Entries provided Start Marker

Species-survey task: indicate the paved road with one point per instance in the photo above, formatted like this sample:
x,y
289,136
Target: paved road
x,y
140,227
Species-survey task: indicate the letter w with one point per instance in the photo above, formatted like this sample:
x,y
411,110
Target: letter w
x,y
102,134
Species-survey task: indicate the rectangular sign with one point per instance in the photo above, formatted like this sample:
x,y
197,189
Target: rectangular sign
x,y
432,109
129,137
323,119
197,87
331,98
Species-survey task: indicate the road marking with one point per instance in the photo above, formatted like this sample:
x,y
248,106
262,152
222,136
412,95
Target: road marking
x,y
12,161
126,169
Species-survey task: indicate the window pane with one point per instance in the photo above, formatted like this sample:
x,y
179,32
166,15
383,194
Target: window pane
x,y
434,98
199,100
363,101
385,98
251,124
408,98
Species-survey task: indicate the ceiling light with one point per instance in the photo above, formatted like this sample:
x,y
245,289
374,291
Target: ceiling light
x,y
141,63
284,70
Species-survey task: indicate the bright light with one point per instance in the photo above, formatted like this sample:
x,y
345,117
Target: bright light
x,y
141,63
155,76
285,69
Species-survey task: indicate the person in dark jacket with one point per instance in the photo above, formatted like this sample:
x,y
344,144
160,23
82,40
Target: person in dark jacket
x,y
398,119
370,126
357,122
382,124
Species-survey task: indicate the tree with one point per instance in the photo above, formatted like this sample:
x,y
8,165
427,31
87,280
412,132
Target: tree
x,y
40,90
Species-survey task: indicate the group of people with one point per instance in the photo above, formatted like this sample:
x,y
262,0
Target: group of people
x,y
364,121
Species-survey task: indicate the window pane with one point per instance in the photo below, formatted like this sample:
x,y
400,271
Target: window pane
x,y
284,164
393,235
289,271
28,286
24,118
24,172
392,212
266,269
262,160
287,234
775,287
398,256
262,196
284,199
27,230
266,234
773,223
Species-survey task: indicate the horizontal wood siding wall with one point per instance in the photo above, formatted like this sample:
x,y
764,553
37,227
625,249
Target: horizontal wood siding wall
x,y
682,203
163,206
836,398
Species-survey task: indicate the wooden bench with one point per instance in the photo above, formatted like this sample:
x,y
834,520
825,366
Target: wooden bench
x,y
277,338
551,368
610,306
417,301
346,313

Entries provided End Marker

Please repeat the data in full so that nothing differs from the original.

Species-survey task: indicate the paved road with one point per instance in the photo above, formatted like this sample:
x,y
289,136
Target: paved road
x,y
140,227
Species-survey task: indicate the letter w with one point per instance in the photo above, formatted like this sample:
x,y
411,110
Target: letter w
x,y
102,134
Species-survey task: indicate the rectangular sign with one point per instance in the photo above, formatted like this sample:
x,y
197,189
Target: rectangular sign
x,y
432,109
129,137
323,119
197,87
331,98
Species-survey task: indicate the road marking with one point per instance in the photo above, formatted like this sample:
x,y
248,106
262,152
222,136
412,95
Target: road marking
x,y
12,161
126,169
Species-survey task: indicate the window pane with one point per instance in the photo above, formatted like this sample:
x,y
179,32
166,15
383,194
Target: window pane
x,y
434,98
199,100
363,101
385,98
251,124
408,98
Species-survey task: indicate the ceiling light with one point per instance in the photo above, formatted like this sample:
x,y
245,289
374,291
Target: ceiling light
x,y
141,63
284,70
Species-survey task: indicate the bright light with one point per instance in the photo above, formatted like this sample:
x,y
345,117
Target: bright light
x,y
141,63
155,76
285,69
Species-survey task: indicate the person in dark jacket with one point per instance in the photo above, formatted like this sample:
x,y
344,144
160,23
82,40
Target: person in dark jacket
x,y
398,119
370,126
357,122
382,124
Species-survey task: indicate the tree with one point per instance in the photo above, formatted like this sample:
x,y
8,165
427,31
87,280
412,132
Target: tree
x,y
40,90
Species-survey task: indicate the group of people with one point per instance in the photo above, formatted like this sample:
x,y
262,0
Target: group of people
x,y
364,121
Species-survey task: indicate the window pane with one point per instance in the photo below, formatted like this sample:
x,y
400,271
Target: window pane
x,y
284,164
393,235
289,271
28,286
24,118
24,172
392,212
266,269
262,160
287,234
775,287
398,256
262,196
284,199
27,230
266,234
773,223
Species-survey task: indicate the horizontal wood siding wall with one point per instance in the photo above, formatted like this sample:
x,y
764,553
37,227
625,249
Target: horizontal wood siding wall
x,y
682,203
163,206
836,398
Species-survey task: indicate the wooden bench with one point per instance in the photo above, formatted like this sample:
x,y
834,520
825,366
Target: wooden bench
x,y
277,338
551,368
610,306
417,301
346,313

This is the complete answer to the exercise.